Document section:
* BEGIN *
The overall effect of Proposal 2, however, may be to render more difficult or to discourage altogether a merger or tender offer, or the assumption of control by a holder of a large block of the common stock and the removal of incumbent management, even if such transactions or events are favorable to the interests of shareholders. Specifically, it should be noted that Proposal 2 would make a change in directors and management for any reason more difficult at each election of directors because the staggering of terms of directors would have the effect of requiring at least two shareholder meetings, rather than one, to effect a change in majority control of the Company’s Board. If Proposal 2 is adopted, shareholders will elect directors to longer terms and existing directors, if re-elected, would be the initial beneficiaries of the extended terms. Considering the totality of factors, including that the Bank operated with a staggered board of directors prior to the reorganization into a bank holding company, the Board determined to continue with staggered board terms.

 

  21 

 

 

For the foregoing reasons, the Board of Directors recommends that you approve the ratification of the Company’s bylaws provisions providing for staggered director terms by voting “FOR” Proposal 2. This Proposal will be approved if the number of votes cast in favor of Proposal 2 exceeds the number of votes cast against it. If Proposal 2 is not approved by our shareholders, then the nominees listed in Proposal 1 will be elected to one-year terms.
* END *
Instructions:
a) According to the Proposal 2 section, what happens if shareholders do not approve Proposal 2?
b) Pick up the Proposal 2 section after its last sentence and carry it forward.

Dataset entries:
* BEGIN *
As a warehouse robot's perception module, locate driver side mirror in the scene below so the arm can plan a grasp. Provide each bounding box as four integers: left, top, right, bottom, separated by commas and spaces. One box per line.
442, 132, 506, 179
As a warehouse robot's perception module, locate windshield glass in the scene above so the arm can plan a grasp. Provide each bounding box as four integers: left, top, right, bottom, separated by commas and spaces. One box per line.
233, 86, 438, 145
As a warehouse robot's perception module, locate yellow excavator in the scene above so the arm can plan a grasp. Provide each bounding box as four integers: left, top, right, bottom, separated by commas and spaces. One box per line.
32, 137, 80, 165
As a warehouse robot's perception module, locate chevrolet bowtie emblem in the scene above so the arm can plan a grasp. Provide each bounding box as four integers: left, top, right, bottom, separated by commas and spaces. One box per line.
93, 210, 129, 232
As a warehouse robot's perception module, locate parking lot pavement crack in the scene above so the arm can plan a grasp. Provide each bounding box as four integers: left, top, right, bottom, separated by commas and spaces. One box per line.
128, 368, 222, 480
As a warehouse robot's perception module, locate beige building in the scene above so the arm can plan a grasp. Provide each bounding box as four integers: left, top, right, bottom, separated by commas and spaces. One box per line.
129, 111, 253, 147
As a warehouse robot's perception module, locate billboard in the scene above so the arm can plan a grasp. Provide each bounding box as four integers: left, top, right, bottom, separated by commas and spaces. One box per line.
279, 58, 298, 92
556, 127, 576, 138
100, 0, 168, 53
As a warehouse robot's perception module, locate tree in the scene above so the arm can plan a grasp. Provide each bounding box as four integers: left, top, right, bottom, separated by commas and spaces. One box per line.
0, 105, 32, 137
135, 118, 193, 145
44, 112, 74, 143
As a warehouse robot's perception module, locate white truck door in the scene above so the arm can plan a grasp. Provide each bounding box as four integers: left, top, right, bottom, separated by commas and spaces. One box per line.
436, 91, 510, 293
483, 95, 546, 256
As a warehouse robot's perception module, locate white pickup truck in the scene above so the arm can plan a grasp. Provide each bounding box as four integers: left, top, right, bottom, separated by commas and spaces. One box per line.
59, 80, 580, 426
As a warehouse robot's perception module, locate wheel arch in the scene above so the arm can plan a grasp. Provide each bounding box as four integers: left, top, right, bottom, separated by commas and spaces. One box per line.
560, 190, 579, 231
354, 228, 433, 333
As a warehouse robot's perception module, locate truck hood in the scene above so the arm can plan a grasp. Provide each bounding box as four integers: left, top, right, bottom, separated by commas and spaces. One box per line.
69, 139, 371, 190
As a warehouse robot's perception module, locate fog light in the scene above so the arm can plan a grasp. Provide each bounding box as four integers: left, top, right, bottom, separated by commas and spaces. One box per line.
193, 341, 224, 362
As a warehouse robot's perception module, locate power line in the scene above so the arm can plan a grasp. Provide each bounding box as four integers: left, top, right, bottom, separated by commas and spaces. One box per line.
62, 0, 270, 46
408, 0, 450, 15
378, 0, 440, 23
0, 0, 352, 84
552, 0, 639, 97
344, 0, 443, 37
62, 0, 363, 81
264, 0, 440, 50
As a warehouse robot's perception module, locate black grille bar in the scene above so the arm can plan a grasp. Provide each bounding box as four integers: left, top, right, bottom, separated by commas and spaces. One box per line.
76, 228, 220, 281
* END *
Responses by task:
a) The nominees listed in Proposal 1 will be elected to one-year terms.

b)
Proposal 3: Advisory Vote on Executive Compensation

 

Section 14A of the Securities Exchange Act requires the Company to conduct periodic shareholder advisory votes on executive compensation. At Carolina Trust Bank’s 2013 Annual Meeting, the shareholders voted to approve the Board’s recommendation that this shareholder advisory vote on executive compensation be conducted annually. This “say-on-pay” proposal permits shareholders to approve the compensation paid or provided to the Company’s named executive officers and the Company’s compensation policies and practices. By voting “FOR” Proposal 3, you will be approving the compensation paid or provided to the named executive officers of the Company and the Company’s executive compensation policies and practices, as described in the tabular and narrative compensation disclosures contained in this Proxy Statement above under “Executive Compensation.”

 

The vote by the Company’s shareholders on this Proposal 3 is a non-binding, advisory vote. This means that the results of the vote will not be binding on the Company’s Board of Directors or its Compensation Committee, will not overrule or affect any previous action or decision by the Board or the Compensation Committee or any compensation previously paid or awarded, and will not create or imply any additional duty on the part of the Board or the Compensation Committee.

 

The Board of Directors and its Compensation Committee believe that the Company’s compensation policies and practices appropriately reward performance without inviting unnecessary risk-taking by its executive officers and are strongly aligned with the long-term interests of the Company’s shareholders. Further, the Board and its Compensation Committee believe the compensation paid or provided to the Company’s named executive officers is and has been appropriate for each of the named executive officers and comparable to the compensation of officers of peer institutions for the industry in which the Company operates.

 

For the foregoing reasons, the Board of Directors recommends that you approve the compensation paid to the Company’s named executive officers and described in this proxy statement by voting “FOR” Proposal 3. This Proposal will be approved if the number of votes cast in favor of Proposal 3 exceeds the number of votes cast against it.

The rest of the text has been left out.